(Entries for labeling locations in images)
-.-.-

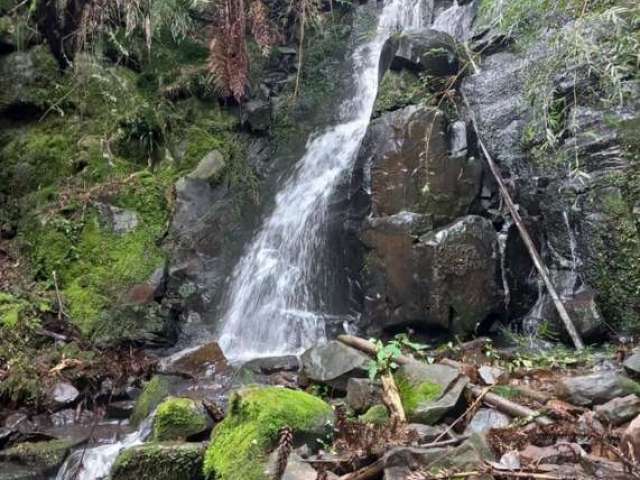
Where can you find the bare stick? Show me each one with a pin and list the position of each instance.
(533, 251)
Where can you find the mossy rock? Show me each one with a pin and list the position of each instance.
(242, 441)
(156, 390)
(180, 419)
(27, 78)
(160, 461)
(377, 415)
(43, 456)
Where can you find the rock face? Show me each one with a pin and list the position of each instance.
(161, 461)
(412, 179)
(428, 51)
(333, 363)
(591, 389)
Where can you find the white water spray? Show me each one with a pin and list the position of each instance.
(276, 298)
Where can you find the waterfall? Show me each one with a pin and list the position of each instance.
(95, 463)
(276, 297)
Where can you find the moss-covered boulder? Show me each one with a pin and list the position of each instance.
(160, 461)
(44, 457)
(242, 441)
(422, 391)
(180, 419)
(377, 415)
(156, 390)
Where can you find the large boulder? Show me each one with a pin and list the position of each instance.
(406, 153)
(334, 363)
(592, 389)
(448, 278)
(160, 461)
(180, 419)
(428, 51)
(240, 444)
(428, 392)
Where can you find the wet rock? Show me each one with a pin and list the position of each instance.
(180, 419)
(459, 274)
(376, 415)
(426, 433)
(150, 291)
(206, 359)
(630, 443)
(428, 392)
(256, 115)
(334, 363)
(428, 51)
(210, 167)
(619, 410)
(116, 219)
(401, 462)
(64, 394)
(554, 454)
(269, 365)
(632, 364)
(42, 457)
(591, 389)
(362, 393)
(121, 410)
(490, 375)
(297, 468)
(308, 416)
(160, 461)
(485, 419)
(406, 152)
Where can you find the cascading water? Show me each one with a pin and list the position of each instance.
(276, 297)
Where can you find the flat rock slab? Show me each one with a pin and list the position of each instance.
(591, 389)
(333, 362)
(619, 410)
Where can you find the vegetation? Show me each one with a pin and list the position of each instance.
(160, 461)
(240, 443)
(178, 419)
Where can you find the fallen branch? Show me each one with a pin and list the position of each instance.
(531, 247)
(491, 399)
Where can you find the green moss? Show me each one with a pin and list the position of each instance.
(156, 390)
(160, 461)
(240, 443)
(178, 419)
(377, 415)
(414, 395)
(46, 455)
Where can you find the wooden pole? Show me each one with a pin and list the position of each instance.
(535, 256)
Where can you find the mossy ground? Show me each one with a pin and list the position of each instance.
(160, 461)
(413, 395)
(156, 390)
(240, 443)
(178, 419)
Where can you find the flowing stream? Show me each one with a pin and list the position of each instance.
(277, 298)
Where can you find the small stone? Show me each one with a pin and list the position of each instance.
(486, 419)
(362, 393)
(490, 375)
(619, 410)
(632, 364)
(630, 444)
(64, 394)
(210, 167)
(121, 410)
(333, 363)
(591, 389)
(269, 365)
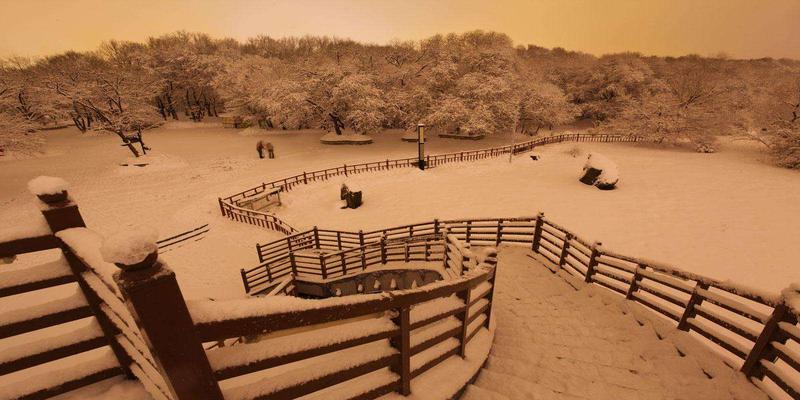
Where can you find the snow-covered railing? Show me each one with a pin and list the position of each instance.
(231, 206)
(405, 243)
(72, 354)
(349, 338)
(758, 332)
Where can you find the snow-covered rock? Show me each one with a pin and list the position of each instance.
(130, 245)
(600, 171)
(345, 138)
(44, 185)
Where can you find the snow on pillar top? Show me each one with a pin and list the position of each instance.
(49, 189)
(131, 248)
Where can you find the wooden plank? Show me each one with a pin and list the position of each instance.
(28, 245)
(233, 371)
(44, 321)
(52, 354)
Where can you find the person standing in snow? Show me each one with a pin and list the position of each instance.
(260, 148)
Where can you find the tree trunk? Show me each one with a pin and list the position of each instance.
(337, 123)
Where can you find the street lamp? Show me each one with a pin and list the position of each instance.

-.-.-

=== DO THIS ===
Reproduce all of the material above line for line, leaving out the pictures.

=== SOLUTION FOR THIS TASK ===
Where can you find the bare stick? Show me each one with a pin and list the position of each instance.
(533, 251)
Where can you find the mossy rock? Show me each one with a pin and list the position of each instance.
(242, 441)
(156, 390)
(180, 419)
(27, 78)
(160, 461)
(377, 415)
(43, 456)
Where can you find the rock face? Show me each one with a pin and list the position of each instance.
(161, 461)
(412, 179)
(428, 51)
(333, 363)
(591, 389)
Where can you find the white water spray? Show me each one with a pin and list the position of each instance.
(276, 298)
Where can you find the waterfall? Show me each one with a pin and list the position of each instance.
(95, 463)
(276, 297)
Where can you find the moss-covered boulder? Show me each one with a pin and list the position of each instance.
(160, 461)
(44, 457)
(242, 441)
(422, 391)
(180, 419)
(377, 415)
(156, 390)
Where can you find the large boulder? Show me each one with a pin and list the position of each instance.
(406, 153)
(334, 363)
(592, 389)
(448, 278)
(160, 461)
(180, 419)
(428, 51)
(240, 444)
(428, 392)
Where can you find the wet rock? Show me each one with a pin and list the position of each instance.
(180, 419)
(459, 274)
(376, 415)
(426, 433)
(150, 291)
(206, 359)
(630, 443)
(428, 392)
(256, 115)
(334, 363)
(428, 51)
(210, 167)
(619, 410)
(116, 219)
(401, 462)
(64, 394)
(554, 454)
(269, 365)
(632, 364)
(42, 457)
(591, 389)
(362, 393)
(121, 410)
(490, 375)
(297, 468)
(308, 416)
(160, 461)
(485, 419)
(406, 152)
Where can you find the cascading water? Show me each one with a pin and list the position of each instance.
(276, 297)
Where can you find the flat rock slab? Show me each one with a pin and list the position of each instance.
(591, 389)
(333, 362)
(619, 410)
Where can you find the vegetation? Show me each one with a pin and list the position of each instance.
(160, 461)
(240, 443)
(178, 419)
Where can you find the fallen branch? Show me each one with a pin and list the position of each instance.
(531, 247)
(491, 399)
Where can you find the green moss? Show me each one with a pin and list the position of each instance.
(156, 390)
(160, 461)
(240, 443)
(178, 419)
(377, 415)
(414, 395)
(46, 455)
Where can you find the wooden pole? Show me each one with a pin and list the position of each instance.
(535, 256)
Where can you find the mossy ground? Show me each one with a pin and list the position of each instance.
(160, 461)
(413, 395)
(156, 390)
(240, 443)
(178, 419)
Where can you find the flowing stream? Show me each one with a pin and list the position of each instance.
(277, 298)
Where can you find the small stone? Show me each one with a pin and list the position of each instance.
(486, 419)
(362, 393)
(490, 375)
(619, 410)
(632, 364)
(630, 444)
(64, 394)
(210, 167)
(121, 410)
(333, 363)
(591, 389)
(269, 365)
Where can you find the snow-covered railing? Show me each one with a pin and list the position of each instance.
(231, 206)
(405, 243)
(72, 354)
(349, 338)
(758, 332)
Where can you find the snow-covered rock? Show me each one with a pin and list the position of each instance.
(130, 245)
(600, 171)
(345, 138)
(44, 185)
Where can you find the snow on pillar top? Show me each one with a pin and list the position of each instance.
(49, 189)
(131, 248)
Where can you find the wooden plank? Show me each one with a pin and list the position of each instance.
(28, 245)
(233, 371)
(44, 321)
(52, 354)
Where can you find the person standing in snow? Show me each one with a pin and list the position of each instance.
(260, 148)
Where can you find the tree trunk? Show me each one with a pin and list the position of each instance.
(337, 123)
Where can you find the street lamp? Show me each one with a pin and list the position of each instance.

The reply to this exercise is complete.